→ **Directions**:
Rewrite the entries below with each "be located" switched to "be found", and leave everything else as it is.

→ **Supplied data**:

-.-.-

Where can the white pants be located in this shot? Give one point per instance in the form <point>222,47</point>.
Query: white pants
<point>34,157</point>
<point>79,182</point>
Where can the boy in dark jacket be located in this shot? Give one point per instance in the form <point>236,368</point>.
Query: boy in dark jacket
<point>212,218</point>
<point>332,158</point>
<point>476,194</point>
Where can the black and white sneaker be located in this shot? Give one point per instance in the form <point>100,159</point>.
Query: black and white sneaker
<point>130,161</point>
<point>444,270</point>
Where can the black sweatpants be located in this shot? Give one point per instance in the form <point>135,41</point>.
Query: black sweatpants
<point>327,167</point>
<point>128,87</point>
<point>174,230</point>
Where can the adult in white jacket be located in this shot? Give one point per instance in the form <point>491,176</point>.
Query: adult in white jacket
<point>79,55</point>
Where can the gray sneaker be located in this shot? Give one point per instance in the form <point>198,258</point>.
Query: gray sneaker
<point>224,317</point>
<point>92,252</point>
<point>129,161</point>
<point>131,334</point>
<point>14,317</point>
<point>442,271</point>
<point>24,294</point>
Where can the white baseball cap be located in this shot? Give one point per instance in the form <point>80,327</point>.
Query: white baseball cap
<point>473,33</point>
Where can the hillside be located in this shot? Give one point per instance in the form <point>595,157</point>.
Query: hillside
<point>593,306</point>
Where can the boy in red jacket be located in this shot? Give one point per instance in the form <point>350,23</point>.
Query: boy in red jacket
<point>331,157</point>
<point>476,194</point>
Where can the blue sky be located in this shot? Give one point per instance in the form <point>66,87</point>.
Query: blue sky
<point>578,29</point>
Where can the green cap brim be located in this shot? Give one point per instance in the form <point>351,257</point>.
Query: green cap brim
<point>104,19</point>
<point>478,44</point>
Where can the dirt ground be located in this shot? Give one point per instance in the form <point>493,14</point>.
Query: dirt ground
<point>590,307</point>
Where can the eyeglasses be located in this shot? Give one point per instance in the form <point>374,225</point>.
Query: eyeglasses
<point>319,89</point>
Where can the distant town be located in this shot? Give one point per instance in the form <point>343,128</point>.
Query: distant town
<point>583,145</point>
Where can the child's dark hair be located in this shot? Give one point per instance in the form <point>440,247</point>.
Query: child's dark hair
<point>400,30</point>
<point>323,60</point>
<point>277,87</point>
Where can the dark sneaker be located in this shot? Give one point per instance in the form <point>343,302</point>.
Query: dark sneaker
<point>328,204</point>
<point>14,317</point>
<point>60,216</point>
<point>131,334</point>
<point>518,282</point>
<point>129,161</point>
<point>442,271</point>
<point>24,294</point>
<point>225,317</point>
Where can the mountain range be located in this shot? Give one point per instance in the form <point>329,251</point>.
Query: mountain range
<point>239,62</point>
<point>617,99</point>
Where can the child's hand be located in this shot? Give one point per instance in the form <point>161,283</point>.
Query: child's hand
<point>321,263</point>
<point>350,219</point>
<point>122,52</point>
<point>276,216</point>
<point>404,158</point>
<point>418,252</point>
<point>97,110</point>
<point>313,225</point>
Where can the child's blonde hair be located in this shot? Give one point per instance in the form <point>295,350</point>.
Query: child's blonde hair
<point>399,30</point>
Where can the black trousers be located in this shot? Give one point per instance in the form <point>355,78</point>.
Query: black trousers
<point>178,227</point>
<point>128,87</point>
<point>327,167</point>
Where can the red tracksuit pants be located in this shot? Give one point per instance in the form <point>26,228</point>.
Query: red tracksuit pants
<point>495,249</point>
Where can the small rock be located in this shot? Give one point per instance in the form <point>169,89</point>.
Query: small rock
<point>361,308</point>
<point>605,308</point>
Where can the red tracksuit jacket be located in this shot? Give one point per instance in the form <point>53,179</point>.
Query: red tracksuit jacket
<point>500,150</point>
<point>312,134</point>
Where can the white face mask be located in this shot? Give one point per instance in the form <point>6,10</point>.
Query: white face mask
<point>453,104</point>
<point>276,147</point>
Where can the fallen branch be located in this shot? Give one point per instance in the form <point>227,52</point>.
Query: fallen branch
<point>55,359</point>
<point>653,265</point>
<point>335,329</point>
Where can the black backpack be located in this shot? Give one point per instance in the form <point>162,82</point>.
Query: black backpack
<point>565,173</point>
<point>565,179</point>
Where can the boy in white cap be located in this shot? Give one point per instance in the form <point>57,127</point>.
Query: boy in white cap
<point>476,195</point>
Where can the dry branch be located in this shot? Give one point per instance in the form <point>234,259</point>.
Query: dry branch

-.-.-

→ **Correct output**:
Where can the white pants be found in this shot? Give one point per instance in the form <point>222,47</point>.
Query: white pants
<point>34,157</point>
<point>79,182</point>
Where can the boy in dark jacket be found in this shot? Give one point per instance in the form <point>236,368</point>.
Query: boy in dark jacket
<point>212,218</point>
<point>332,158</point>
<point>476,194</point>
Where can the black and white sneaker be found in this shot? Give one point per instance in the form <point>100,159</point>.
Query: black and white sneaker
<point>130,161</point>
<point>444,270</point>
Where can the black sweatpants be found in this shot? Give one point per instance in the form <point>135,41</point>.
Query: black sweatpants
<point>327,167</point>
<point>128,87</point>
<point>174,230</point>
Where can the adult in white jacket be found in this shot? Give one point per instance in the form <point>491,176</point>.
Query: adult in white jacket
<point>79,55</point>
Where can the gray sneaker be found in this shot? Give one point per instance in the form <point>198,258</point>.
Query: gray sneaker
<point>224,317</point>
<point>92,252</point>
<point>129,161</point>
<point>131,334</point>
<point>14,317</point>
<point>442,271</point>
<point>24,294</point>
Where can the white baseball cap be found in this shot? Give one point per instance in the form <point>80,327</point>.
Query: white baseball cap
<point>473,33</point>
Where can the hillside be found in this shot? Give one point per instance in the form <point>595,157</point>.
Query: hillside
<point>593,306</point>
Where can the boy in red jacket be found in this shot? Give one point per instance in the form <point>350,23</point>.
Query: boy in red jacket
<point>331,157</point>
<point>476,194</point>
Where can the blue sky be found in this shot? Give one point per instance in the form <point>66,87</point>.
Query: blue sky
<point>578,29</point>
Where can the green cap brim be found in this shot? Give one point per instance in the form <point>351,257</point>.
Query: green cap brim
<point>104,19</point>
<point>478,44</point>
Where can the dirt ground be found in this shot? Give one point per instance in the form <point>493,14</point>.
Query: dirt ground
<point>590,307</point>
Where can the eyeglasses be found in this shot? Give one point per instance in the form <point>374,225</point>.
Query: eyeglasses
<point>319,89</point>
Where can the distant town be found in this shot? Give one point per instance in the form <point>343,128</point>.
Query: distant town
<point>583,145</point>
Where can the child's dark hair be found in this shot? Give one point per instance in the form <point>440,247</point>.
Query: child's dark hair
<point>400,30</point>
<point>323,60</point>
<point>277,87</point>
Where can the dark sneaker be found in this shot? Give one point per instance in the form <point>343,302</point>.
Query: dark sneaker
<point>328,204</point>
<point>14,317</point>
<point>60,216</point>
<point>131,334</point>
<point>518,282</point>
<point>129,161</point>
<point>442,271</point>
<point>24,294</point>
<point>225,317</point>
Where can the mountain range be found in this shot? Give one point per instance in the form <point>329,251</point>.
Query: mountain range
<point>239,62</point>
<point>617,99</point>
Where can the child's hand be found in this shot? Give one point per instance in the form <point>161,283</point>.
Query: child's hand
<point>321,263</point>
<point>350,219</point>
<point>122,52</point>
<point>276,216</point>
<point>404,158</point>
<point>418,252</point>
<point>97,110</point>
<point>313,225</point>
Where can the child's blonde hair be found in this shot? Give one point per instance in the form <point>295,350</point>.
Query: child's blonde hair
<point>399,30</point>
Where can the black trousers be found in this shot? Give one point per instance in the form <point>355,78</point>.
Query: black trousers
<point>178,227</point>
<point>128,87</point>
<point>327,167</point>
Where can the red tracksuit pants be found in this shot? Give one point per instance in the form <point>26,228</point>.
Query: red tracksuit pants
<point>495,249</point>
Where can the small rock be found in this shot? Give one point per instance in the form <point>169,89</point>.
Query: small rock
<point>361,308</point>
<point>605,308</point>
Where can the red tracksuit jacket be found in this shot? Give one point per instance in the form <point>53,179</point>.
Query: red tracksuit jacket
<point>500,150</point>
<point>312,134</point>
Where can the white face mask be found in this shot? Give one point per instance in the form <point>6,10</point>.
Query: white face mask
<point>453,104</point>
<point>276,147</point>
Where can the fallen branch be found in this shot? Give one point per instance in the form <point>227,52</point>.
Query: fallen branch
<point>55,359</point>
<point>653,265</point>
<point>335,329</point>
Where can the black backpack be found in this shot? Give one point per instance in the form <point>162,82</point>.
Query: black backpack
<point>565,173</point>
<point>565,179</point>
Where can the boy in white cap be found in this shot? Give one point per instance in the form <point>57,127</point>.
Query: boy in white cap
<point>476,195</point>
Where can the dry branch be found in this shot? Give one point per instance in the form <point>234,259</point>.
Query: dry branch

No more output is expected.